_WHAT THE TASK ASKS_. Within the data below, copy each line where the string "yellow" is found.

Region pointing data:
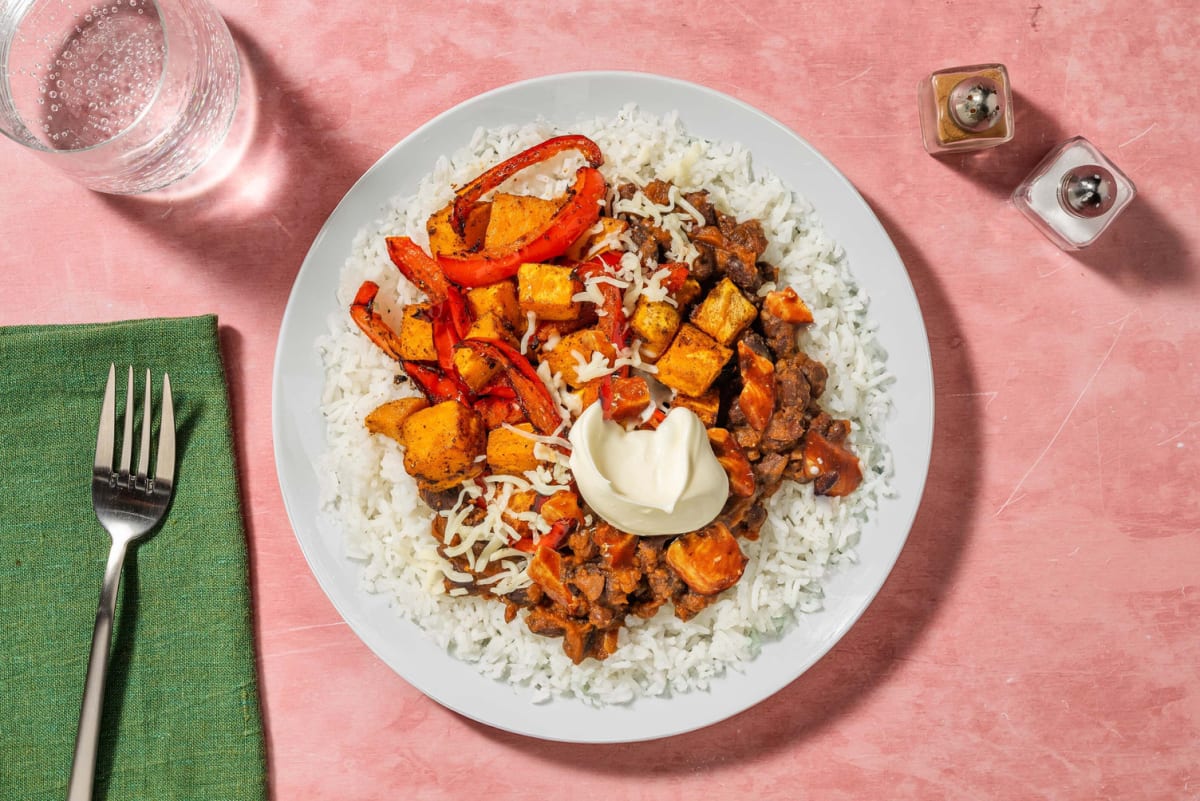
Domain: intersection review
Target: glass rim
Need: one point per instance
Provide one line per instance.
(36, 144)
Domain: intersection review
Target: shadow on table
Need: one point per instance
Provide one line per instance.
(1141, 251)
(889, 628)
(1002, 168)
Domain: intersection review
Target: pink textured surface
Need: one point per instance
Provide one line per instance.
(1041, 633)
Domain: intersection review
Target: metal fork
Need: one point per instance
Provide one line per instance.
(129, 506)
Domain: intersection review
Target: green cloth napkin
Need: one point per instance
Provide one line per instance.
(181, 716)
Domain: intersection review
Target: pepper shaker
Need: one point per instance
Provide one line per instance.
(965, 108)
(1074, 194)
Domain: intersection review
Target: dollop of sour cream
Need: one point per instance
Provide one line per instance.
(648, 482)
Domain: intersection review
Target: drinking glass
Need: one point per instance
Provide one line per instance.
(125, 96)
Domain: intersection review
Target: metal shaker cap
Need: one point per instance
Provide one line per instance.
(1087, 191)
(976, 103)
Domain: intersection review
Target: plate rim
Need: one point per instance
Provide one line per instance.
(353, 615)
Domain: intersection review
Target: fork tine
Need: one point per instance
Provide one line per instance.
(165, 468)
(127, 439)
(144, 450)
(107, 423)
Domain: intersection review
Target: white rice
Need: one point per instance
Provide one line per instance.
(387, 527)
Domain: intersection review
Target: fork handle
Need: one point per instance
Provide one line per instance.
(83, 768)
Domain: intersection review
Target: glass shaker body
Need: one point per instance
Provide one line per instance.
(1074, 194)
(965, 108)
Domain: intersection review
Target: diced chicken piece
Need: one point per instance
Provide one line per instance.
(547, 289)
(565, 356)
(693, 361)
(499, 299)
(708, 560)
(655, 324)
(725, 312)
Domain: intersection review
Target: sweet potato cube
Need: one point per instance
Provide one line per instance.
(514, 216)
(630, 396)
(706, 407)
(581, 344)
(725, 312)
(546, 290)
(417, 333)
(597, 239)
(589, 392)
(693, 361)
(444, 239)
(499, 299)
(475, 368)
(511, 452)
(708, 560)
(388, 417)
(442, 444)
(688, 293)
(655, 324)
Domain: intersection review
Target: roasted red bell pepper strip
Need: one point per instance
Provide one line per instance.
(613, 324)
(433, 384)
(606, 396)
(552, 538)
(498, 389)
(677, 273)
(456, 307)
(471, 193)
(415, 265)
(532, 393)
(579, 212)
(364, 314)
(451, 321)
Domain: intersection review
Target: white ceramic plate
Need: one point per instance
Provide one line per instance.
(299, 429)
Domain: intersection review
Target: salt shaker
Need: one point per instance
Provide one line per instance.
(966, 108)
(1074, 194)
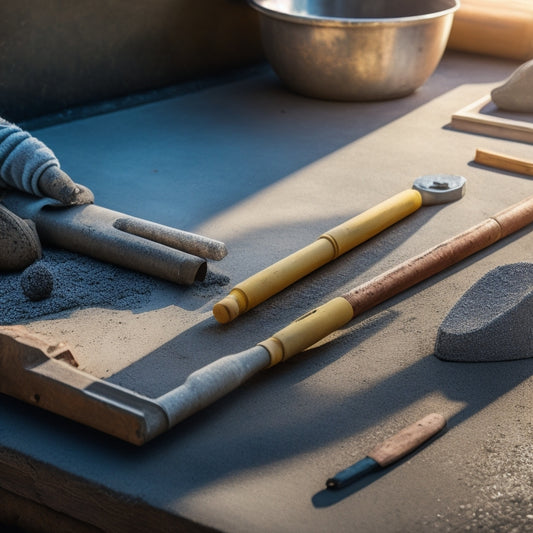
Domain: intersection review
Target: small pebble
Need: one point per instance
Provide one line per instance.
(37, 282)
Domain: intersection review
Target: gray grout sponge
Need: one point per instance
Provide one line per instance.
(493, 320)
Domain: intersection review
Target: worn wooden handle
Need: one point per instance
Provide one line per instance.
(500, 28)
(440, 257)
(407, 440)
(503, 162)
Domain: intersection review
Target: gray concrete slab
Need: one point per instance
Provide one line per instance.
(267, 171)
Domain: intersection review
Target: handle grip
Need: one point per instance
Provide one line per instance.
(308, 329)
(407, 440)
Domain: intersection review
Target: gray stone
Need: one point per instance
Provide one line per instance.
(493, 320)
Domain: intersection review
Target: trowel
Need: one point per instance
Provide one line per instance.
(130, 242)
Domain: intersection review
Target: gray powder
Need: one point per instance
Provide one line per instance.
(82, 282)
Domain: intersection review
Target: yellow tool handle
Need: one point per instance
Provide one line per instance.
(308, 329)
(327, 247)
(504, 162)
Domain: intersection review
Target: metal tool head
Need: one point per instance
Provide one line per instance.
(440, 188)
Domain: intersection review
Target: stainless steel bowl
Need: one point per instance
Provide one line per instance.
(354, 50)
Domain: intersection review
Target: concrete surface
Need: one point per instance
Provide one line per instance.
(267, 171)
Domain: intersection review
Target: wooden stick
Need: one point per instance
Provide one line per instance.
(504, 162)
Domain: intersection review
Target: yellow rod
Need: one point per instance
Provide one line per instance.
(330, 245)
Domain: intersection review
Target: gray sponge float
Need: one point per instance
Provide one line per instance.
(493, 320)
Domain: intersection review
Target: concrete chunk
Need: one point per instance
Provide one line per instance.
(493, 320)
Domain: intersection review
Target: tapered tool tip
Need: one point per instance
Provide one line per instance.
(227, 309)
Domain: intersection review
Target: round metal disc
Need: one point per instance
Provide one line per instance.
(440, 188)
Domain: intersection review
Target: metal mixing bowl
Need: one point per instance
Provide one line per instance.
(354, 50)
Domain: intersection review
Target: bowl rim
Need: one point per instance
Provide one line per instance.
(343, 21)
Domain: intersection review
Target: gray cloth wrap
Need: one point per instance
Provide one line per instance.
(23, 159)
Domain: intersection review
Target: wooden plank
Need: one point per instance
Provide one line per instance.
(484, 118)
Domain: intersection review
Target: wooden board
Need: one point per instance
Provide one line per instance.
(484, 118)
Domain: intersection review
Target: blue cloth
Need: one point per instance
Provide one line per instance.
(23, 159)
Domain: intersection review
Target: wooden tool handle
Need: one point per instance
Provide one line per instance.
(436, 259)
(504, 162)
(501, 28)
(407, 440)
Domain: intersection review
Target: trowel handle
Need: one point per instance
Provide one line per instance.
(326, 248)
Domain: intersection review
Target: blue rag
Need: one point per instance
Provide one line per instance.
(23, 159)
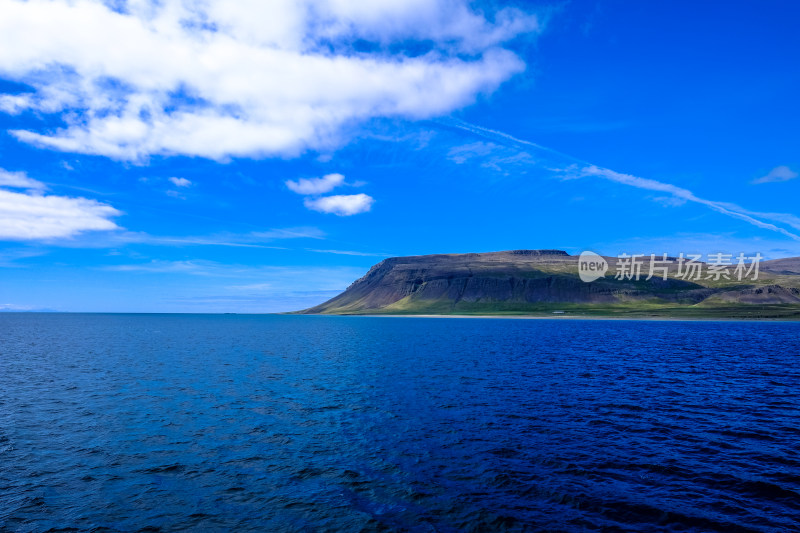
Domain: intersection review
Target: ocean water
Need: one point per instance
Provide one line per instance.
(304, 423)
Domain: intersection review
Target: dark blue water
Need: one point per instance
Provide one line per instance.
(292, 423)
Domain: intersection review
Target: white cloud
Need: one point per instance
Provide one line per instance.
(19, 180)
(31, 216)
(316, 185)
(180, 182)
(342, 205)
(249, 78)
(781, 173)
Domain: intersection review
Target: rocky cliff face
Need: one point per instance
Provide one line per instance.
(517, 280)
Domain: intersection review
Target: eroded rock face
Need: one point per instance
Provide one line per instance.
(520, 278)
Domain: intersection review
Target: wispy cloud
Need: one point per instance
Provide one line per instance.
(31, 215)
(341, 205)
(20, 180)
(296, 81)
(180, 182)
(316, 185)
(781, 173)
(349, 252)
(253, 239)
(573, 167)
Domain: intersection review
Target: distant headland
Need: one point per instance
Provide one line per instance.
(551, 283)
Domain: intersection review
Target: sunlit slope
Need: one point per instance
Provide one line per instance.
(545, 281)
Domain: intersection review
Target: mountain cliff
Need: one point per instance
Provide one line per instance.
(547, 281)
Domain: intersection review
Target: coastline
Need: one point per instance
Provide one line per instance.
(576, 317)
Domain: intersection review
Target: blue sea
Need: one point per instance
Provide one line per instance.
(309, 423)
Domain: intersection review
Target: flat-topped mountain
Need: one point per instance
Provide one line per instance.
(547, 281)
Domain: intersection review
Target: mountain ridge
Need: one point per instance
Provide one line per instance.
(544, 281)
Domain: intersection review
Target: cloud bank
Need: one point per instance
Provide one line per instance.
(316, 185)
(31, 215)
(341, 204)
(250, 78)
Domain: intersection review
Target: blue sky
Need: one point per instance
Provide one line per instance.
(258, 157)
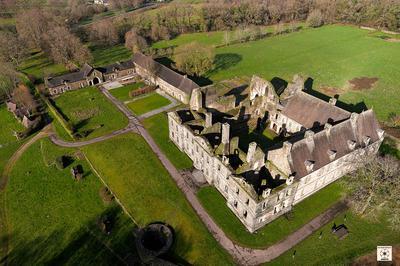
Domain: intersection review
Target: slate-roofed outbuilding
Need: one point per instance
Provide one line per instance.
(177, 80)
(52, 82)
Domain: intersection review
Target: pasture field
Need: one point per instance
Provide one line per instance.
(332, 56)
(305, 211)
(157, 126)
(145, 188)
(122, 93)
(8, 143)
(91, 114)
(53, 219)
(148, 103)
(39, 65)
(108, 55)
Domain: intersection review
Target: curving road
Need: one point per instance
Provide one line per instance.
(242, 255)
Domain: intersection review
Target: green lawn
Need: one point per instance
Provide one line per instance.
(363, 238)
(90, 112)
(145, 188)
(53, 219)
(148, 103)
(215, 204)
(122, 93)
(157, 126)
(8, 143)
(109, 55)
(39, 65)
(330, 55)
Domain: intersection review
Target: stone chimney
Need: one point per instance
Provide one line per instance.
(287, 146)
(327, 128)
(196, 101)
(309, 136)
(208, 119)
(353, 119)
(251, 152)
(225, 133)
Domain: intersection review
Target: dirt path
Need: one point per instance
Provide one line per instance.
(3, 184)
(242, 255)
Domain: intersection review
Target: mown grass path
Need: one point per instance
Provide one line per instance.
(242, 255)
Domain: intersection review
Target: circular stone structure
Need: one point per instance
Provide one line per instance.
(155, 239)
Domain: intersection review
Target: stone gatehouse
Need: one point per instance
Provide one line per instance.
(320, 143)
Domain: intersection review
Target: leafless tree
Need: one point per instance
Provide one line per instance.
(8, 79)
(104, 33)
(12, 48)
(65, 48)
(135, 42)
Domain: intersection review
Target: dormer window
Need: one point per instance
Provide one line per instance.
(351, 144)
(366, 140)
(289, 180)
(309, 165)
(332, 154)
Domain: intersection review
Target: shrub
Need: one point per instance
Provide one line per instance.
(106, 195)
(315, 19)
(61, 162)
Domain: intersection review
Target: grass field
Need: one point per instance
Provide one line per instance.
(331, 55)
(90, 112)
(157, 126)
(145, 188)
(39, 65)
(109, 55)
(146, 104)
(363, 238)
(8, 143)
(305, 211)
(53, 218)
(122, 93)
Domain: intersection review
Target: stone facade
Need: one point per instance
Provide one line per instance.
(178, 86)
(260, 185)
(89, 76)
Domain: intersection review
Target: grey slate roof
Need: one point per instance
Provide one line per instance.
(85, 71)
(116, 66)
(308, 110)
(317, 150)
(52, 82)
(177, 80)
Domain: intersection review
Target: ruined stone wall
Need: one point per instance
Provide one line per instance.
(253, 213)
(322, 177)
(279, 122)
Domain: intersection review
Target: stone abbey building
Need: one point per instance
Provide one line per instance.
(319, 143)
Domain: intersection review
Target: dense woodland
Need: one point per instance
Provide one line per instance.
(55, 28)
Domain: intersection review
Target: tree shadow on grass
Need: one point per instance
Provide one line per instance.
(88, 245)
(350, 107)
(225, 61)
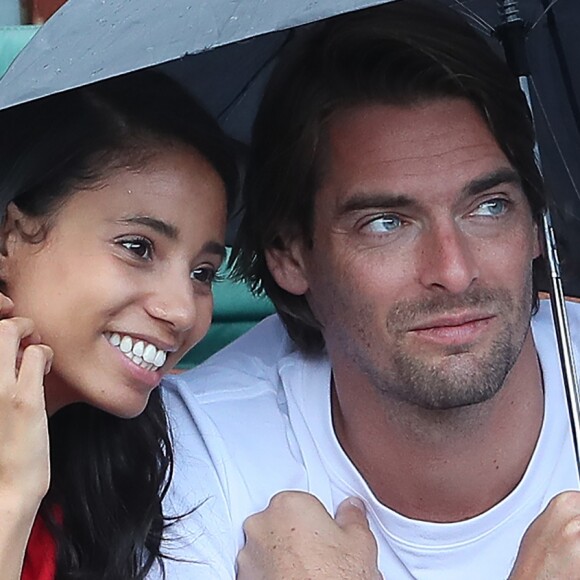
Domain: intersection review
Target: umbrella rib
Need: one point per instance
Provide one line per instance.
(251, 80)
(544, 12)
(555, 139)
(479, 21)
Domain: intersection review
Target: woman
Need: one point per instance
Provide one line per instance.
(113, 231)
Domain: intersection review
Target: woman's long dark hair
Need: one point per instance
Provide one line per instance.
(108, 475)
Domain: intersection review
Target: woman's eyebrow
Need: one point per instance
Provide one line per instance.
(165, 229)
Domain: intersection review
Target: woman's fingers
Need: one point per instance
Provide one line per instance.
(6, 305)
(36, 362)
(13, 331)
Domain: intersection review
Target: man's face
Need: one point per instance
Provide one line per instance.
(420, 271)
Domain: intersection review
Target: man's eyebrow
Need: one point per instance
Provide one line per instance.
(161, 227)
(364, 201)
(500, 177)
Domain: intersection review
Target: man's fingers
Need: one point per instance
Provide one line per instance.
(351, 512)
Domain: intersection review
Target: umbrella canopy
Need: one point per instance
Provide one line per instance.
(223, 51)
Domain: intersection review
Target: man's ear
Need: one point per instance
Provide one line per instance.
(288, 266)
(10, 229)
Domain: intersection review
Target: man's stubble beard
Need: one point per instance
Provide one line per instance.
(457, 379)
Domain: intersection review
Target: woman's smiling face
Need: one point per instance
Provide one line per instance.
(120, 287)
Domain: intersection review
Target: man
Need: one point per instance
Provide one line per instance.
(392, 216)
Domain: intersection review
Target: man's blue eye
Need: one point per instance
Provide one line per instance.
(493, 208)
(139, 246)
(386, 223)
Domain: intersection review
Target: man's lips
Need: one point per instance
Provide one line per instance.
(459, 329)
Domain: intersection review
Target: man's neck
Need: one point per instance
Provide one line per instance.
(442, 466)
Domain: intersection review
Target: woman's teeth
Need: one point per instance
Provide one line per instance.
(143, 354)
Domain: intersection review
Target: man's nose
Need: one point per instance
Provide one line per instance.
(449, 259)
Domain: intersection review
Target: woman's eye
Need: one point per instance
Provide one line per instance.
(386, 223)
(492, 207)
(141, 247)
(204, 274)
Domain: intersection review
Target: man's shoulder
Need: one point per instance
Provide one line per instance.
(244, 368)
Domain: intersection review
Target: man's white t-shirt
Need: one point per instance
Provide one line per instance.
(255, 419)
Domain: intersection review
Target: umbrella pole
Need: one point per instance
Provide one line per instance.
(512, 34)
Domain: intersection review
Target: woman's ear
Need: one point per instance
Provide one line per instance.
(10, 229)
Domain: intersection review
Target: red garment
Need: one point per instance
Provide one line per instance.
(40, 558)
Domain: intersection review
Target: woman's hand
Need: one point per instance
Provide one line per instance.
(550, 547)
(296, 538)
(24, 451)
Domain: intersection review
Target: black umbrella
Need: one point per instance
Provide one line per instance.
(223, 51)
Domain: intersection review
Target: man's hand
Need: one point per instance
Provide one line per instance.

_ANSWER SPACE_.
Target: yellow tool handle
Target: yellow rod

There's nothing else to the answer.